Find the lines of data that contain the string "sofa", then list them.

(Material for this task)

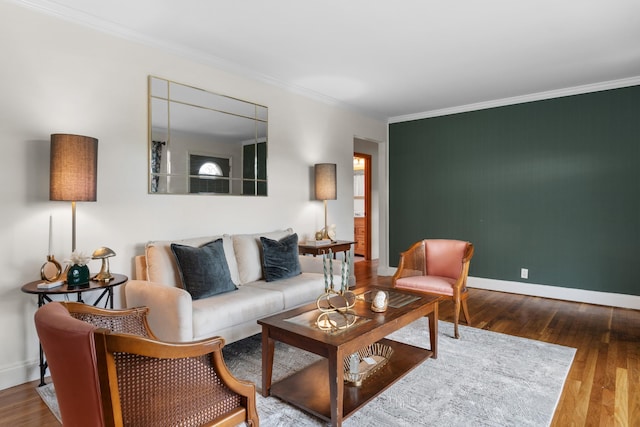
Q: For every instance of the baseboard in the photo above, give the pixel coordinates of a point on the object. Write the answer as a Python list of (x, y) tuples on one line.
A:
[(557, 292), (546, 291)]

(End Material for this task)
(Material for this task)

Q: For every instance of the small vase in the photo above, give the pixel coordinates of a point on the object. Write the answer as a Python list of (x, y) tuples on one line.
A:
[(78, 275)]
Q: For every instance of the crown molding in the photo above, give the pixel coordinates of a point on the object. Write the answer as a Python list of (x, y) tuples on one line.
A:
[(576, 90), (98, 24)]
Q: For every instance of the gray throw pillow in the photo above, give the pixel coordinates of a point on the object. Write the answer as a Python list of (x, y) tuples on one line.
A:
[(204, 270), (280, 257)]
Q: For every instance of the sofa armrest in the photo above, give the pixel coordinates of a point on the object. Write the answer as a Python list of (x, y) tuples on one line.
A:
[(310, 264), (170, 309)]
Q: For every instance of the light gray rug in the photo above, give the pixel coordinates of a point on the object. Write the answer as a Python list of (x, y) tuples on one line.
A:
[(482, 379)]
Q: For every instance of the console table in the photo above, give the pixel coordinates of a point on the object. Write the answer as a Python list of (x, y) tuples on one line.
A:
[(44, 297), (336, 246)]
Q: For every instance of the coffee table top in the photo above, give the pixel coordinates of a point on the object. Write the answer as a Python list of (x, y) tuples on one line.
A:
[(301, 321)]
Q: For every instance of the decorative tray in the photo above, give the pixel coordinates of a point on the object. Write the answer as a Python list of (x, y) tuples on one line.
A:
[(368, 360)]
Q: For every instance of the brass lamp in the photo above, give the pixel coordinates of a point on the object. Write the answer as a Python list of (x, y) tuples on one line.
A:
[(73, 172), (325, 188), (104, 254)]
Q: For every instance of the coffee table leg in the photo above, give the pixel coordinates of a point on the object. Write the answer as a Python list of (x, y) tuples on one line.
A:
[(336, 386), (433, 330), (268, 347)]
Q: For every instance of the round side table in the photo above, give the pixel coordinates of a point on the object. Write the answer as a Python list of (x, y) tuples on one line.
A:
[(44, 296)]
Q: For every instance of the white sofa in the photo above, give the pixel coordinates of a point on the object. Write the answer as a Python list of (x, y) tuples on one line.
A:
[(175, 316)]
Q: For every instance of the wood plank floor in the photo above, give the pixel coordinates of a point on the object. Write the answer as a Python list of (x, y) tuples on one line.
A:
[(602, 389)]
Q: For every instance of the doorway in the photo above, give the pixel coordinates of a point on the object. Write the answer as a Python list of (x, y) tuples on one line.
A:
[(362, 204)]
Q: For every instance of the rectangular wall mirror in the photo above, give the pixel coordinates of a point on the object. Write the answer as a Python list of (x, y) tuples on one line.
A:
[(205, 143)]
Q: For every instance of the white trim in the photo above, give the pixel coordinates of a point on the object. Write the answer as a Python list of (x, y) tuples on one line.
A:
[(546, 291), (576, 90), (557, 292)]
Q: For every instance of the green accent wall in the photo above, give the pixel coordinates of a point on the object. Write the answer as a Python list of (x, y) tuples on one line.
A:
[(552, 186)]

(End Material for this task)
(Material for this task)

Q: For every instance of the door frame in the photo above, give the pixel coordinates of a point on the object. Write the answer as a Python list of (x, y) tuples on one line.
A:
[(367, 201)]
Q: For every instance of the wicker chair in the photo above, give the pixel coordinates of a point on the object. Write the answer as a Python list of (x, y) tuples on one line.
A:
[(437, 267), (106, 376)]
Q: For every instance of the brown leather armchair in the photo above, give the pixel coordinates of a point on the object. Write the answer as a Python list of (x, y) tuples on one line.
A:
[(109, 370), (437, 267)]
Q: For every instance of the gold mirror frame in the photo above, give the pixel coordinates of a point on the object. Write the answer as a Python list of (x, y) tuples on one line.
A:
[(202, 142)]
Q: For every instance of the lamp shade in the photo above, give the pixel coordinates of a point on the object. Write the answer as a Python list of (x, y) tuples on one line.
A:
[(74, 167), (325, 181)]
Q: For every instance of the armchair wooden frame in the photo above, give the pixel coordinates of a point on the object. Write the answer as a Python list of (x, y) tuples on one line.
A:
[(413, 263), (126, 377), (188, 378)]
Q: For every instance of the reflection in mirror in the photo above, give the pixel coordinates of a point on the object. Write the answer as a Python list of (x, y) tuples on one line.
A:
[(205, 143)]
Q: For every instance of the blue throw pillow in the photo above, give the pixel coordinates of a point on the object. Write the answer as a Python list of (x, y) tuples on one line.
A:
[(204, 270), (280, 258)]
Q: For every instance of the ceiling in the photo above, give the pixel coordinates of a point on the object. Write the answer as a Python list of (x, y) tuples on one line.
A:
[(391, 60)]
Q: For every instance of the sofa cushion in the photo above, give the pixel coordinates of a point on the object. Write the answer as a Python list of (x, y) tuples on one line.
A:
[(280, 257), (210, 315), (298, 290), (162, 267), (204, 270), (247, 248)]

(End Material for this task)

> _Your solution_
Q: For every instance of the sofa armrest in the photo above, give the pixel coordinates of a point on the object. Write the answer as a Python list of (x, y) tuples on one line.
Q: For every instance of the white sofa in the photo above, give the pixel coordinates of a point on the object. Write the answer as a Python list of (x, y) tuples on one line.
Q: For every instance of the sofa cushion in the photo above, give the pixel coordinates of a point on the object. Write the answer as a Python list of (x, y) tuples on one line.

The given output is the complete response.